### EXERCISE DESCRIPTION
Copy out every item below word for word, changing nothing.

Collected data entries:
--- BEGIN ---

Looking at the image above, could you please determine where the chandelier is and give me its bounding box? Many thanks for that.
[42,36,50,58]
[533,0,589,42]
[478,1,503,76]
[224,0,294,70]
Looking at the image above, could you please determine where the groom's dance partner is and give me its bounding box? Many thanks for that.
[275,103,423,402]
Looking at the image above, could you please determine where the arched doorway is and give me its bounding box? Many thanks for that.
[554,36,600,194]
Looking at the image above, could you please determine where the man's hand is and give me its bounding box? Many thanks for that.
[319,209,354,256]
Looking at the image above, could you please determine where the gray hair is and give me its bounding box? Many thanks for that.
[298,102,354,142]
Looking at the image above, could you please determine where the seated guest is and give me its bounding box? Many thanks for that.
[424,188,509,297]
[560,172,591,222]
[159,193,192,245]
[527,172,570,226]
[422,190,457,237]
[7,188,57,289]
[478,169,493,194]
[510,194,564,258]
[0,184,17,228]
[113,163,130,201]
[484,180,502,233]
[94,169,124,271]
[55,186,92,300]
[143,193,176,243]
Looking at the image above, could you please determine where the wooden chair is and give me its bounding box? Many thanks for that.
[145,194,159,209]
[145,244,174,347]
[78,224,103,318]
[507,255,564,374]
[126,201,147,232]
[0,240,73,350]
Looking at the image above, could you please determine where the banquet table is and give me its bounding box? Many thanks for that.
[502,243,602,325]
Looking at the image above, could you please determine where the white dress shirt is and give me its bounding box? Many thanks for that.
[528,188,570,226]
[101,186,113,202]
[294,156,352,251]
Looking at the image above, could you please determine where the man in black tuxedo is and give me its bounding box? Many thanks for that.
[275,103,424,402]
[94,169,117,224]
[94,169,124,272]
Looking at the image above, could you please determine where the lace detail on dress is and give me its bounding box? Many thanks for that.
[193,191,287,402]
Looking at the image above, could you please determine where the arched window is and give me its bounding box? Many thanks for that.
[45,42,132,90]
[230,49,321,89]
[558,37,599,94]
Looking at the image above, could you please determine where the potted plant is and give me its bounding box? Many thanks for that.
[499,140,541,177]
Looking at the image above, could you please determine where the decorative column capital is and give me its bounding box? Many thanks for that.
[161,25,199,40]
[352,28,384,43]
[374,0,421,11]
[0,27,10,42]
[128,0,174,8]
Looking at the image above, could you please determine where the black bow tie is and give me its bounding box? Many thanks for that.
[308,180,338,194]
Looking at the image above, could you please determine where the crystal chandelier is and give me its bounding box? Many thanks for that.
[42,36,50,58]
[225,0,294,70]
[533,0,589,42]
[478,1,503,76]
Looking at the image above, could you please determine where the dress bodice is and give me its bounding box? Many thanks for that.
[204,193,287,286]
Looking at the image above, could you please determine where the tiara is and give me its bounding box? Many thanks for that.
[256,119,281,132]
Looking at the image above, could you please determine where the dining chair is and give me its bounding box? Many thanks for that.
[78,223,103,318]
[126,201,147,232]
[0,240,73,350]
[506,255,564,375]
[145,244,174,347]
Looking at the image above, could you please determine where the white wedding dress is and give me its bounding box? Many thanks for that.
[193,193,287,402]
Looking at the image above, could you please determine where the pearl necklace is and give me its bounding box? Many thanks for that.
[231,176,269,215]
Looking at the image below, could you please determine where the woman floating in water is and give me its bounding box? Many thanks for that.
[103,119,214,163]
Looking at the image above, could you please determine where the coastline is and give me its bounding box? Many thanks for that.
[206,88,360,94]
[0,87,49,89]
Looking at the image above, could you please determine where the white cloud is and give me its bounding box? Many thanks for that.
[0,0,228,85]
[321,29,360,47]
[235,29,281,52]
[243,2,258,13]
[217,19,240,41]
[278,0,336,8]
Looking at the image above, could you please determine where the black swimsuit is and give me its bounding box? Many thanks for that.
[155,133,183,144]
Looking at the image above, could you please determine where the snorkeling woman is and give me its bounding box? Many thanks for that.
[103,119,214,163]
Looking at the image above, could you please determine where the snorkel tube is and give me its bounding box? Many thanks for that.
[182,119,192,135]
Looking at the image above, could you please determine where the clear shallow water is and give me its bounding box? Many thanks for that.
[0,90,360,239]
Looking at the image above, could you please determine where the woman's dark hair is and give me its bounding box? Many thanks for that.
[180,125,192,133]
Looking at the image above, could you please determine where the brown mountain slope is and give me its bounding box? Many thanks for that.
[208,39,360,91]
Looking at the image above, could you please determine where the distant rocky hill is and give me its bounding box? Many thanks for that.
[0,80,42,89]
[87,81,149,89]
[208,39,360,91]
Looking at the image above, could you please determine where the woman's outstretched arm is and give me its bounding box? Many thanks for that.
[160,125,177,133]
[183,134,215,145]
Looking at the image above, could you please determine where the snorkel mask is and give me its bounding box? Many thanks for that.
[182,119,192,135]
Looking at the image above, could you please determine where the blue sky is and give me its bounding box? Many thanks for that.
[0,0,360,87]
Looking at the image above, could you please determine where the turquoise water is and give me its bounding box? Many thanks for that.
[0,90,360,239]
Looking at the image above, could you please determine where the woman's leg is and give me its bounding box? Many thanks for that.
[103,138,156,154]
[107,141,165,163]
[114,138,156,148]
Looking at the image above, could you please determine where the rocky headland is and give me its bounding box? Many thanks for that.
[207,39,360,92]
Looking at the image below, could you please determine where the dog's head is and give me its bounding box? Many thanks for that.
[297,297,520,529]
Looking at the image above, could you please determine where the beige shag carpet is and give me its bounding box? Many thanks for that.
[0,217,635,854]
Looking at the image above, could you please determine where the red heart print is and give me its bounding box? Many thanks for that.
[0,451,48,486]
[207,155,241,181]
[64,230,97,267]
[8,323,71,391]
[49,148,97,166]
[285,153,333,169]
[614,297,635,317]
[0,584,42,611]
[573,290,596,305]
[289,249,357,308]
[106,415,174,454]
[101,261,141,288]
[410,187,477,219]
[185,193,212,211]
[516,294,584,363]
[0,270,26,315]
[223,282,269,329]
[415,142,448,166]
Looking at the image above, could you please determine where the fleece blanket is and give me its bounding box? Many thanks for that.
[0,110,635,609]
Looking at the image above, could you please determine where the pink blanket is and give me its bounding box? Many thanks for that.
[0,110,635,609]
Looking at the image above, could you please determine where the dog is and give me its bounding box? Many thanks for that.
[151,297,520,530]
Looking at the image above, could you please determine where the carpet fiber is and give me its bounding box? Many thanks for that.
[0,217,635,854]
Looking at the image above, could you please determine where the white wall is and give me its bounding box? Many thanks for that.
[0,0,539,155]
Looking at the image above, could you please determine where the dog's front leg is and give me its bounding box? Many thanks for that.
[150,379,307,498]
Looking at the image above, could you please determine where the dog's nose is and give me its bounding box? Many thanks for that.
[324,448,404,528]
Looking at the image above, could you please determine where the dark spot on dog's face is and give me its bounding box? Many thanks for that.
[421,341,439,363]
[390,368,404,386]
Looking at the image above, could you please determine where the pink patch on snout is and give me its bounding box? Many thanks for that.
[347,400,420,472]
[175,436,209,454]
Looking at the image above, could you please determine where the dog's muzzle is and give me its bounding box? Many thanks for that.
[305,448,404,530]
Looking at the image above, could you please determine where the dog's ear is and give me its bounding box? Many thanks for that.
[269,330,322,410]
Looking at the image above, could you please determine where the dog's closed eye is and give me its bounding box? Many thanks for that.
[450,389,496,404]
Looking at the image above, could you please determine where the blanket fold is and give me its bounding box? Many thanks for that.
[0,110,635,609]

--- END ---

### RESULT FOR THIS TASK
Looking at the image above, could you please determine where the chandelier is and give me its bounding box? Many thanks for that.
[42,36,50,58]
[533,0,589,42]
[478,1,503,76]
[224,0,294,70]
Looking at the image above, could you please determine where the groom's dance partner is and give me its bounding box? Many thanks for that.
[275,103,423,402]
Looking at the image above, could you please determine where the arched doorway is and give me its bounding box? Many thanks for that.
[554,36,600,194]
Looking at the image above, could you please determine where the man's hand is and give me its bounding box? Many thanks for that.
[319,209,354,256]
Looking at the image above, could you please determine where the gray hair is and give me its bounding box? Many thanks for that.
[298,102,354,142]
Looking at the image above, could you please determine where the seated guest is and give me its bounding box? Many thanks for that.
[424,188,509,297]
[560,172,591,222]
[159,193,192,245]
[527,172,570,226]
[422,190,457,237]
[7,188,57,289]
[478,169,493,194]
[510,194,564,258]
[0,184,17,228]
[113,163,130,201]
[484,180,502,233]
[94,169,124,271]
[55,186,92,300]
[143,193,176,243]
Looking at the image above, could you please determine where the wooden chair is and give me its bounding box? Many thanks for that.
[145,194,159,209]
[145,244,174,347]
[78,224,103,318]
[507,255,564,374]
[126,201,147,232]
[0,240,73,350]
Looking at the image above, could you please determine where the banquet table is and give me its bounding box? Many thanks for that.
[502,243,602,325]
Looking at the image above, could you please determine where the white dress shirt is and give me its bounding box? Many thanks for that.
[528,188,570,226]
[101,186,113,202]
[294,156,352,251]
Looking at the image above, could you please determine where the man in black tuxedo is and give me its bounding box? Many thanks for that.
[275,103,424,402]
[94,169,117,224]
[94,169,124,272]
Looking at the image above, could you please determine where the lace detail on dress is and give me its bounding box? Many thanks for that.
[193,191,287,402]
Looking at the image above, could you please determine where the arched window is and give me its bounding box? Many thanks for that.
[45,42,132,90]
[230,49,321,89]
[558,37,599,94]
Looking at the image above, could you please determine where the potted plant is and give me its bounding box? Many thanks for that.
[499,140,541,177]
Looking at the image above, could you please determine where the decorative column capital is and give me its bounding box? Many thanks for that.
[161,25,199,40]
[352,28,384,43]
[374,0,421,11]
[0,27,10,42]
[128,0,174,8]
Looking at the image above, could you please determine where the black bow tie is and give me its bounding box? Many thanks for that.
[308,180,338,194]
Looking at the image above, could you please determine where the crystal chandelier is and give me its bounding box? Many thanks for that.
[42,36,50,58]
[225,0,294,70]
[533,0,589,42]
[478,1,503,76]
Looking at the image above, could you please determine where the dress bodice is and give me its bounding box? Many thanks for that.
[204,193,287,286]
Looking at the image above, could you please determine where the tiara is and give me its bounding box? Many thanks for that.
[256,119,281,132]
Looking at the image above, could you please determine where the dining chair is and give me its bounding box? Many thanks for that.
[78,223,103,318]
[126,201,147,232]
[0,240,73,350]
[506,255,564,375]
[145,244,174,347]
Looking at the image above, could you please determine where the white wedding dress is and give me its bounding box? Many thanks for that.
[193,193,287,402]
Looking at the image above, could you please determine where the pearl necklace is and give me its bounding box? Many thanks for that.
[231,176,269,215]
Looking at the image below, could you please determine where the woman floating in water is and give me its bounding box? Many thanks for that.
[103,119,214,163]
Looking at the image above, could you please determine where the coastline is and give me its bounding box? Many thanks for that.
[206,88,360,94]
[0,87,49,89]
Looking at the image above, could you please determine where the white cloud is and give me its bounding box? Many thanks for that.
[0,0,228,85]
[321,29,360,47]
[235,29,281,52]
[243,2,258,13]
[217,19,240,41]
[278,0,336,8]
Looking at the image above, could you please determine where the black swimsuit is and give me its bounding box? Many thanks for that.
[155,133,183,144]
Looking at the image above, could you please determine where the snorkeling woman is and give me its bounding box? Many thanks for that.
[103,119,214,163]
Looking at the image above, could you please determine where the snorkel tube is and give me its bounding box? Many thanks for that.
[182,119,192,135]
Looking at the image above, could you please determine where the clear shallow water is and give me its bounding box? Many thanks for that.
[0,90,360,239]
Looking at the image above, could you please determine where the woman's dark hair is and give me its bounding box? Many thanks for that.
[180,125,192,133]
Looking at the image above, could you please determine where the brown mountain slope is and give me its bounding box? Many thanks for that.
[208,39,360,91]
Looking at the image above, could you please determine where the distant rocky hill is and give me its bounding box? Many thanks for that.
[0,80,42,89]
[87,81,149,89]
[208,39,360,91]
Looking at the image above, could you please determine where the woman's outstretched arm is and give me its bounding box? Many thanks for that.
[160,125,177,133]
[183,134,215,145]
Looking at the image above, could you please determine where the snorkel mask is and give me its bounding box? Many thanks for that.
[182,119,192,135]
Looking at the image above, could you please determine where the blue sky is and give me its bounding box? Many thanks for that.
[0,0,360,87]
Looking at the image above, could you please determine where the turquoise water is and give me its bounding box? Many thanks for that.
[0,90,360,239]
Looking at the image above, could you please determine where the woman's leg is and give me its bounding box? Many thanks for that.
[103,138,156,154]
[107,141,165,163]
[114,138,156,148]
Looking at the image above, could you please determine where the rocky headland is and give me its bounding box? Many thanks for that.
[207,39,360,92]
Looking at the image below, could you please determine where the dog's head is and give me its bounding box? Many thanks for that.
[297,297,520,529]
Looking at the image above, could you please determine where the beige shag carpet is and give me its bounding box? Many thanks for that.
[0,217,635,854]
Looking at the image above, could you please determine where the red heart print is and give me its bounding box? Many thanks for that.
[0,451,48,486]
[207,155,241,181]
[64,230,97,267]
[8,323,71,391]
[49,148,97,166]
[285,153,333,169]
[614,297,635,317]
[0,584,42,611]
[573,290,596,305]
[289,249,357,308]
[106,415,174,454]
[101,261,141,288]
[410,187,477,219]
[185,193,212,211]
[516,294,584,363]
[0,270,26,315]
[223,282,269,329]
[415,142,448,166]
Looking at the image above, could you please determine where the fleece blanket is and give me its bounding box? Many thanks for that.
[0,110,635,609]
Looking at the image above, could you please determine where the pink blanket is and give me its bounding box? Many thanks for that.
[0,110,635,609]
Looking at the image above, could you please determine where the dog is and give me its bounding box? Many thanks for that.
[151,297,520,530]
Looking at the image above, could you please determine where the carpet fiber is and give me its bounding box? Many thanks for that.
[0,217,635,854]
Looking at the image above, could you please determine where the white wall is and give me its bounding box? Many thanks for that.
[0,0,539,155]
Looking at the image above, could you please determine where the dog's front leg is and give me its bounding box? Many thanks for that.
[150,379,307,498]
Looking at the image above, could you please determine where the dog's nose is and give me its bounding box? Many thanks for that.
[324,448,404,528]
Looking at the image above, could you please determine where the dark spot on dog's face is and give me its bounding box? Many thanks for that.
[421,341,439,363]
[390,368,404,386]
Looking at the image above, could you please determine where the pink patch on snout is and give me its bounding box? Many thanks for that.
[347,400,420,472]
[175,436,209,454]
Looking at the image above, could you please determine where the dog's muzzle is and give me its bounding box? Many thanks for that.
[305,448,404,530]
Looking at the image above, could you please determine where the dog's ear is and give me its bounding box? Many thanks for that.
[269,330,322,410]
Looking at the image above, could you please determine where the dog's closed eye is and give me its bounding box? Many thanks for that.
[450,389,496,404]
Looking at the image above, could you please determine where the blanket fold is and give me its bounding box? Many thanks for that.
[0,110,635,609]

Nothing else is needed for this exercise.